**REQUIRED WORK**
Can you retype the passage on finding reasons to smile, from "But there is" to "a few ideas….", word for word?

**TEXT SECTION**
--*--

But not every day starts this way. Sometimes you wake up to chaos, in your head or in the world around you. You hit snags, and bumps, and roadblocks at every turn. You try too hard, or don’t try enough, and things fall apart, or things fall short.
You struggle, you fight yourself and other people, and you find yourself wishing you could stop the world so you could get off for a while.
But there is an alternative. When things go wrong, you can fall down or look up. You can shut down or wake up, all over again, starting from right where you stand. You can accept that the days won’t always look bright, but commit to finding something worth smiling about. Not sure what that might be? No worries, friends! I have a few ideas….
“I want to touch the heart of the world and make it smile.” – Charles de Lint
1. Call a friend who knows how to laugh at herself to remember what it’s like not to take yourself too seriously.
2. Ask a friend to come over and make you smile. It’s really simple and obvious, I know, but sometimes we forget to just ask for what we need.
3. Read a letter, card, or email from someone who thought of you when you were going through a hard time.
4. Search your deleted email folder for “thank you.” You probably made a huge difference in someone’s life recently—remember that now!
5. Text a friend, “What’s the funniest thing you’ve heard today?”
6. Text your significant other with a silly picture of you and ask for one in return.
7. Ask your significant other to make you breakfast in bed—and to be creative with it. (I have no idea what that could mean, but just seeing the thought s/he puts into it will likely make it extra fun).
8. Post on your Facebook page, “What made you smile today?” (Like I often do on the Tiny Buddha Facebook page!)
9. Tell a child in your life that you need a hug. Just try to stay stoic when she throws her little arms around your neck and sings “The Sun Will Come out Tomorrow.”

--*--

Natural-language object grounding data:
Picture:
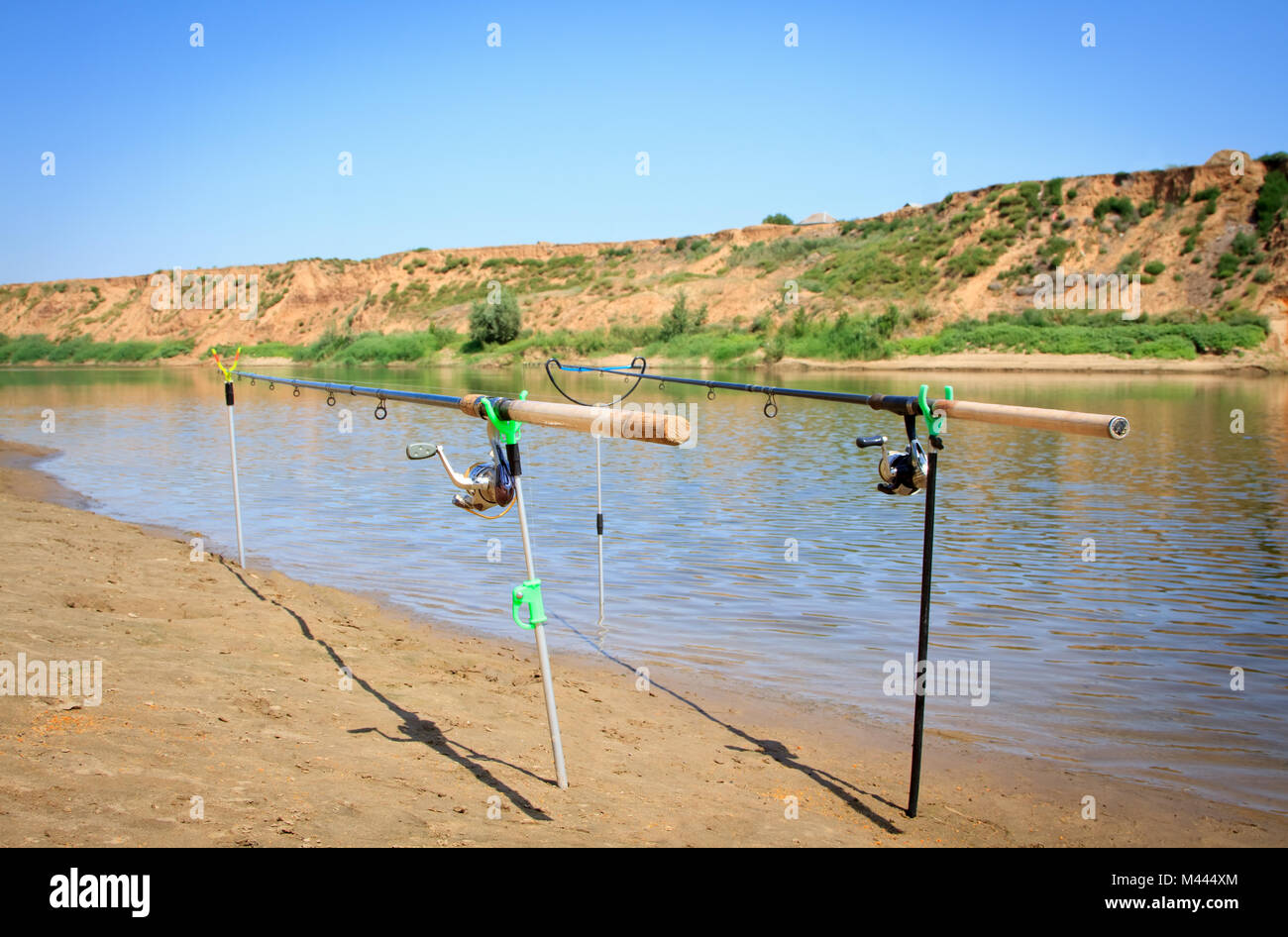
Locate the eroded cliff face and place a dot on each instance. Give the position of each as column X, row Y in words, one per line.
column 973, row 254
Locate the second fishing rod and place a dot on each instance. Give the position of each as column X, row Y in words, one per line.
column 903, row 472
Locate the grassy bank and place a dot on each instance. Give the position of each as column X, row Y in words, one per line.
column 29, row 349
column 684, row 335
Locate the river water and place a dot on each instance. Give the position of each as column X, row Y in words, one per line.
column 764, row 554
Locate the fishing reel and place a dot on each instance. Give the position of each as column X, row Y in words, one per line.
column 484, row 484
column 903, row 472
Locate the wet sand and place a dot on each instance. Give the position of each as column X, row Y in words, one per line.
column 226, row 684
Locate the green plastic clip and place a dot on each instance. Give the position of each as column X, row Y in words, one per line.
column 510, row 430
column 528, row 593
column 935, row 425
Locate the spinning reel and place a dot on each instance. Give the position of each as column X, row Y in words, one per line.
column 484, row 484
column 902, row 472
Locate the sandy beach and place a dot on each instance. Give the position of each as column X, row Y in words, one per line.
column 226, row 718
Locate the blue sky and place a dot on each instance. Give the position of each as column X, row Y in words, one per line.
column 226, row 155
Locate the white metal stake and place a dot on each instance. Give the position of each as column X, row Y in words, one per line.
column 599, row 534
column 232, row 447
column 542, row 656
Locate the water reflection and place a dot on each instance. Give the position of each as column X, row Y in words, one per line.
column 1122, row 663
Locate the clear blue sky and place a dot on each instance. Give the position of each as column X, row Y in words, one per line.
column 175, row 156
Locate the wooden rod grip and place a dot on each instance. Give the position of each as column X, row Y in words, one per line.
column 1103, row 425
column 647, row 426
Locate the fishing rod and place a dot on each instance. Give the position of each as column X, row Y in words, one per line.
column 1005, row 415
column 492, row 482
column 662, row 429
column 903, row 472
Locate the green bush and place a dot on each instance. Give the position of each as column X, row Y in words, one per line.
column 1244, row 244
column 1119, row 205
column 496, row 323
column 1129, row 264
column 1051, row 192
column 1227, row 266
column 1270, row 201
column 681, row 319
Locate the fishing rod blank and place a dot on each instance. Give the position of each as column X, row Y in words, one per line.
column 232, row 446
column 498, row 482
column 1004, row 415
column 648, row 428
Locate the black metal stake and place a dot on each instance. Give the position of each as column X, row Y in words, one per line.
column 927, row 547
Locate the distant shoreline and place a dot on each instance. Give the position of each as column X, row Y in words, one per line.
column 1249, row 364
column 240, row 667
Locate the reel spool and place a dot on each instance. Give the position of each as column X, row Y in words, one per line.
column 484, row 484
column 903, row 472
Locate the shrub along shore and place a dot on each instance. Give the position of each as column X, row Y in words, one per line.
column 684, row 334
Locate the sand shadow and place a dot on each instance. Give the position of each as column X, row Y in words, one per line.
column 413, row 727
column 780, row 752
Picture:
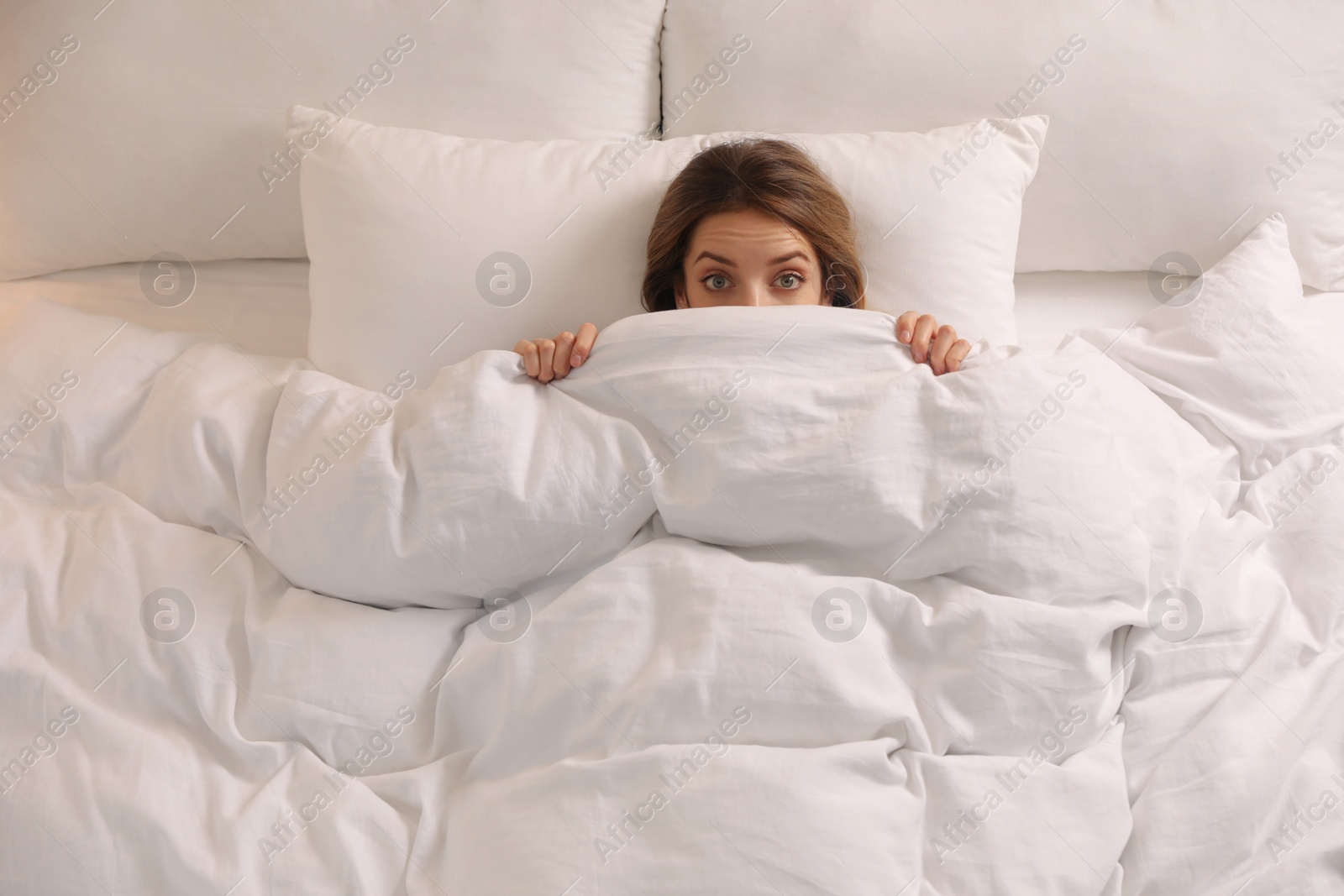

--*--

**TASK RESPONSE**
But there is an alternative. When things go wrong, you can fall down or look up. You can shut down or wake up, all over again, starting from right where you stand. You can accept that the days won’t always look bright, but commit to finding something worth smiling about. Not sure what that might be? No worries, friends! I have a few ideas….